## EXCERPTED PASSAGE
Learning:
Building News Apps on a Shoestring
Alan Palazzolo on how the MinnPost team rocks it without a big budget
It’s no secret that almost all news organizations are struggling to make money, and in the non-profit world we don’t expect big budgets. Still, we all want to create value for our readers, and if you’re reading this, you’re probably interested in creating interactive, compelling ways of telling stories utilizing the platform known as the imacnternet. So, what’s the best way to ensure that our readers get excited and our pockets don’t get empty?
I’ll talk about our approach at MinnPost where our budget for projects is near nothing, and give tips on how we are able to be efficient in what we do with very little staff and resources. The main costs in building things on the internet are servers and labor. Servers cost money and resources, so don’t use them. I won’t suggest that you fire folks to keep labor down, but the key is to be efficient and productive. Your time is a valuable and expensive commodity so make decisions that free up as much time as possible.
Servers Get in the Way
We engineers use servers to run applications or tasks for an extended period of time. We all know that computers don’t run themselves; even the best setup servers need regular maintenance, and that costs money and resources. Besides labor costs, servers will probably be your biggest expense in making news applications or interactive stories. So, let’s kill the server.

## GIVEN TASK A
Quote each sentence in the article on building news apps on a shoestring that contains the word "server" or "servers". Leave out the headings.
## GIVEN TASK B
Pick up the article on building news apps on a shoestring after its last sentence and write the next part.

## DATASET RECORDS
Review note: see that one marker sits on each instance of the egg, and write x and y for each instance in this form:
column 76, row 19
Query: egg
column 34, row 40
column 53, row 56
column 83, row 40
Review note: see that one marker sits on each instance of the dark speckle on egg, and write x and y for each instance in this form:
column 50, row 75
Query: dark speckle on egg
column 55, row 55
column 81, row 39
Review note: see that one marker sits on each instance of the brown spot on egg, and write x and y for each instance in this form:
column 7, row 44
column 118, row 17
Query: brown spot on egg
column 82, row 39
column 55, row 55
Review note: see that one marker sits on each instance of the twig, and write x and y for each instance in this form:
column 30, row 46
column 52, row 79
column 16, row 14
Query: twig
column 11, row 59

...

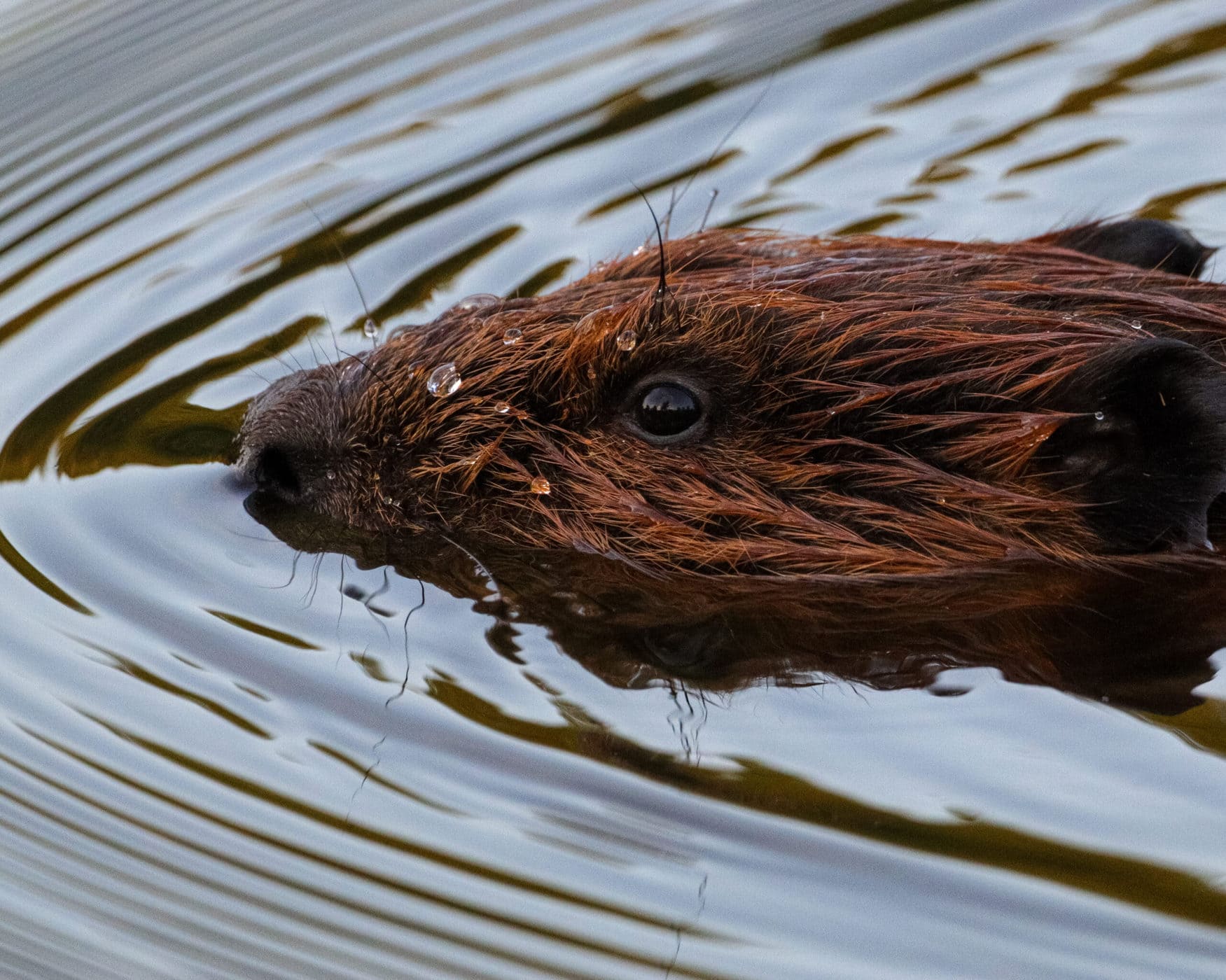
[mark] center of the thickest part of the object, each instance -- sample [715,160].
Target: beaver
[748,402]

## REPLY A
The main costs in building things on the internet are servers and labor.
Servers cost money and resources, so don’t use them.
We engineers use servers to run applications or tasks for an extended period of time.
We all know that computers don’t run themselves; even the best setup servers need regular maintenance, and that costs money and resources.
Besides labor costs, servers will probably be your biggest expense in making news applications or interactive stories.
So, let’s kill the server.

## REPLY B
Your Desktop Is Probably Good Enough
A usual scenario is that you are, or could be, using a server to run some one-off processes, like data processing. Do this on your own computer. I have rarely run into an instance where my own MacBook Air could not handle all the one-off processing jobs that I have for projects. If your laptop or desktop is choking, maybe the tools, like MS Excel, are the issue. You can try other methods such as processing with a script or code that will be lighter and will save you time and money in the long run.
The Internet Is Distributed
Let the reader do the work (in a technical sense), and embrace front-end technologies like JavaScript, CSS, and HTML. Every reader is using their own computer or device to experience your content, and more than likely their web browser has some extra cycles it could utilize for your application. In this modern age, you should be using JavaScript already to create a rich, responsive, and intuitive user interface for your applications anyway. Why utilize server side technology to serve it up?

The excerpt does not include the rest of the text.